>> START

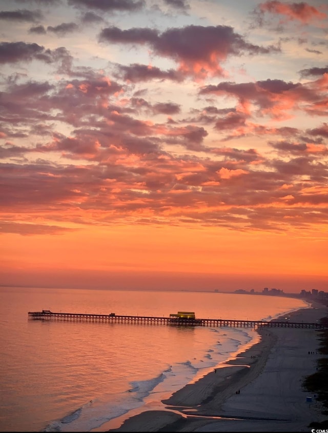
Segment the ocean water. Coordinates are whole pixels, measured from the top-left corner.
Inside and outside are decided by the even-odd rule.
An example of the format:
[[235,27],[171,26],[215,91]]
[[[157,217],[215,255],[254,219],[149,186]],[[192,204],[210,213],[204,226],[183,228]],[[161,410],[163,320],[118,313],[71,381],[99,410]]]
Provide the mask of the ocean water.
[[254,329],[34,321],[28,311],[270,320],[299,299],[214,292],[0,288],[0,430],[106,431],[258,341]]

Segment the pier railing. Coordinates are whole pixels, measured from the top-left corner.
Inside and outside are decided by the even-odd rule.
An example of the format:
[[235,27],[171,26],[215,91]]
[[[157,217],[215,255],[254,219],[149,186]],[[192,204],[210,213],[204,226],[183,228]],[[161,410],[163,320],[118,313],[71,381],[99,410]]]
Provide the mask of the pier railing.
[[67,322],[100,322],[107,323],[131,323],[134,324],[176,325],[188,326],[228,326],[234,328],[302,328],[323,329],[326,327],[319,322],[307,323],[290,321],[238,320],[224,319],[180,319],[153,316],[113,315],[113,313],[88,314],[87,313],[53,312],[50,310],[29,311],[31,320],[60,320]]

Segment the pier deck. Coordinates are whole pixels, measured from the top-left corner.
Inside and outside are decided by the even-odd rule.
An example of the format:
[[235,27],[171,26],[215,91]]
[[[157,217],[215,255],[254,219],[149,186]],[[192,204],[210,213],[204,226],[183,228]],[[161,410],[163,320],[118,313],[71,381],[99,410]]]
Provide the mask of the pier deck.
[[101,322],[107,323],[132,323],[133,324],[178,325],[234,328],[302,328],[323,329],[325,326],[318,322],[315,323],[297,323],[289,321],[278,322],[263,320],[237,320],[223,319],[186,319],[172,317],[153,316],[113,315],[113,314],[87,314],[87,313],[53,312],[50,310],[29,311],[28,319],[31,320],[59,320],[68,322]]

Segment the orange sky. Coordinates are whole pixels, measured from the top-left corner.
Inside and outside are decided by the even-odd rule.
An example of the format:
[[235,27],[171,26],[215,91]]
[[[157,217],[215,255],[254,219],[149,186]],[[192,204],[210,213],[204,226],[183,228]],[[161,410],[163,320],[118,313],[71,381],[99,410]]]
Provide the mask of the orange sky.
[[315,232],[183,226],[8,234],[2,237],[2,281],[111,289],[326,290],[326,233]]
[[328,290],[326,6],[155,3],[1,2],[0,284]]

>> END

» WHAT YOU HAVE TO DO:
Quote all of the lines above word for word, leaving the pictures out of your answer.

» PROBLEM SOLUTION:
Segment the ocean water. Coordinates are whole pixels, measured from the top-left corner.
Inside and outside are decided by the even-odd rule.
An example of the format:
[[235,27],[171,26],[215,91]]
[[[157,217],[215,255],[254,219],[149,186]],[[192,204],[210,213],[204,226],[183,228]],[[161,410],[163,320],[118,313],[71,381],[99,410]]]
Provide the mask of the ocean water.
[[254,329],[34,321],[28,311],[270,320],[299,299],[214,292],[0,288],[0,430],[106,431],[258,341]]

Segment the pier railing. Coordinates are whole pixels, measured from the top-left corner.
Inside and outside are decided by the even-odd rule.
An example of the format:
[[235,27],[171,26],[215,91]]
[[[157,217],[215,255],[254,219],[149,186]],[[192,204],[210,213],[204,226],[183,228]],[[161,410],[163,320],[118,313],[71,381],[99,410]]]
Provide the mask of the pier railing.
[[67,322],[100,322],[107,323],[131,323],[134,324],[176,325],[188,326],[228,326],[234,328],[302,328],[323,329],[326,327],[319,322],[307,323],[290,321],[238,320],[224,319],[180,319],[153,316],[113,315],[113,313],[88,314],[87,313],[53,312],[50,310],[29,311],[31,320],[60,320]]

Segment the pier deck. Coordinates are whole pixels, measured from the top-left corner.
Inside and outside are decided by the even-odd rule.
An example of the format:
[[235,27],[171,26],[215,91]]
[[[157,217],[215,255],[254,219],[149,186]],[[192,204],[210,213],[204,226],[183,228]],[[161,410],[163,320],[118,313],[71,381],[99,410]]]
Provide the mask of the pier deck.
[[101,322],[107,323],[132,323],[133,324],[178,325],[234,328],[302,328],[323,329],[325,326],[318,322],[315,323],[297,323],[289,321],[278,322],[263,320],[237,320],[223,319],[186,319],[172,317],[153,316],[113,315],[113,314],[87,314],[87,313],[53,312],[50,310],[29,311],[28,319],[31,320],[59,320],[68,322]]

Segment the orange sky. Coordinates are whole pixels, measured from the top-left corner.
Inside and outside are decided by the even-odd rule.
An example of the format:
[[235,27],[171,26],[215,91]]
[[[157,217],[215,255],[254,219],[149,186]],[[192,204],[210,213],[204,226],[183,228]],[[161,410],[163,320],[118,313],[71,381],[99,410]]]
Provide the mask of the orange sky.
[[315,232],[183,226],[8,234],[2,237],[2,281],[111,289],[326,290],[326,233]]
[[328,290],[326,6],[155,3],[1,2],[0,284]]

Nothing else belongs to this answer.